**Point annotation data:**
============
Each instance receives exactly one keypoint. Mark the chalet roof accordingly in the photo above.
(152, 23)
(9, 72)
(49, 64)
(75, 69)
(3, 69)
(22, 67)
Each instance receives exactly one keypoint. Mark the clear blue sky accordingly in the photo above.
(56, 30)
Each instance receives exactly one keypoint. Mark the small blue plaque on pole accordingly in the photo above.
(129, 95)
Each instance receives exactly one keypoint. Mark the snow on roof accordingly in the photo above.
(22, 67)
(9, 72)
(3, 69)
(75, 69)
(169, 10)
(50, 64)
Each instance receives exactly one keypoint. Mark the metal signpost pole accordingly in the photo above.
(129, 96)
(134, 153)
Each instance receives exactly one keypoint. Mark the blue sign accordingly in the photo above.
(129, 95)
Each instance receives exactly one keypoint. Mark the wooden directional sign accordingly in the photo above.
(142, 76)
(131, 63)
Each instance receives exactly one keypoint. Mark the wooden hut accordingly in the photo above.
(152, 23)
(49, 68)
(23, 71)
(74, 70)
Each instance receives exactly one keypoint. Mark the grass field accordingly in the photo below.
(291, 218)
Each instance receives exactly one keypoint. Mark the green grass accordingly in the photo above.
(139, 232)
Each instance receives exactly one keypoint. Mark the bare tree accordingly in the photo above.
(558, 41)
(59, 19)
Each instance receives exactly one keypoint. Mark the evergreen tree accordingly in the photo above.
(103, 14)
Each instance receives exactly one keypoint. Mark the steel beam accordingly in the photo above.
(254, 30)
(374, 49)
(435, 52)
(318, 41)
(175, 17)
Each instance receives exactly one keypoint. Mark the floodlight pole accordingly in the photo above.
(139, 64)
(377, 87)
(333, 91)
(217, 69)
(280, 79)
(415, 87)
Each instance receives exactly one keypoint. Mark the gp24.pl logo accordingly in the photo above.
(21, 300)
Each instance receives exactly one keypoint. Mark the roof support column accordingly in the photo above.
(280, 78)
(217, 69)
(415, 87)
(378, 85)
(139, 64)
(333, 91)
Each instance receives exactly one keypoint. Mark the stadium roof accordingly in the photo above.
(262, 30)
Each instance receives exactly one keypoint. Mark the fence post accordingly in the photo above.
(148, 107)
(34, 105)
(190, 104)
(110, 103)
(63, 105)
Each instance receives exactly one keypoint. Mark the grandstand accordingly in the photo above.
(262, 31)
============
Convert every line of the listing into a JSON list of strings, one string per line, omitting blank lines.

[
  "Each instance receives exactly one keypoint. Mark the chalet roof accordingly in the photo above.",
  "(152, 23)",
  "(9, 72)",
  "(49, 64)",
  "(75, 69)",
  "(3, 69)",
  "(22, 67)",
  "Each instance receives exactly one keypoint. Mark the clear blue sky accordingly in the photo above.",
  "(56, 30)",
  "Each instance receives exactly one keypoint. Mark the small blue plaque on pole accordingly in the photo above.",
  "(129, 95)",
  "Each instance receives exactly one keypoint. Mark the snow on roof accordingly in the photo above.",
  "(22, 67)",
  "(9, 72)",
  "(3, 69)",
  "(75, 69)",
  "(169, 10)",
  "(50, 64)",
  "Each instance receives exactly one keypoint. Mark the metal signpost pole accordingly in the photo above.",
  "(129, 96)",
  "(134, 153)",
  "Each instance receives exactly one keypoint. Mark the blue sign accordingly in the photo above.",
  "(129, 95)",
  "Each instance receives exactly one keypoint. Mark the wooden directional sign accordingly in the photo above.",
  "(142, 76)",
  "(131, 63)",
  "Each instance receives exactly one keypoint. Mark the wooden hut accordingly in the photo above.",
  "(152, 23)",
  "(49, 68)",
  "(23, 71)",
  "(74, 70)",
  "Each instance receives exactly one keypoint. Mark the grass field accordingly in the photo below.",
  "(291, 218)",
  "Each instance receives exactly one keypoint. Mark the green grass accordingly in the photo above.",
  "(139, 232)",
  "Each instance receives exactly one keypoint. Mark the bare tree accordingly in the photo above.",
  "(558, 41)",
  "(59, 19)",
  "Each instance receives exactly one keypoint. Mark the evergreen tree accordingly in the photo above.",
  "(103, 14)",
  "Each instance receives exactly one keypoint. Mark the steel beam accordingly in the photo above.",
  "(254, 30)",
  "(374, 49)",
  "(435, 52)",
  "(318, 41)",
  "(175, 17)",
  "Each instance receives exactly one keypoint. Mark the floodlight pole accordingly in the photo above.",
  "(139, 64)",
  "(377, 87)",
  "(333, 91)",
  "(217, 69)",
  "(280, 79)",
  "(415, 87)",
  "Each instance receives exactly one keypoint. Mark the gp24.pl logo accordingly in the photo above.",
  "(21, 300)",
  "Each instance receives exactly one keypoint. Mark the roof support column accordingly in the photo above.",
  "(280, 78)",
  "(217, 69)",
  "(415, 87)",
  "(378, 85)",
  "(139, 64)",
  "(333, 91)",
  "Each instance receives exactly one keypoint. Mark the stadium roof accordingly in the photo above.",
  "(262, 30)",
  "Each instance receives exactly one keypoint. Mark the fence post accordingly in the photo above.",
  "(148, 107)",
  "(34, 105)",
  "(190, 104)",
  "(110, 103)",
  "(63, 105)",
  "Each instance receives exactly one keypoint. Mark the grandstand accordingly in the photo above.",
  "(262, 31)"
]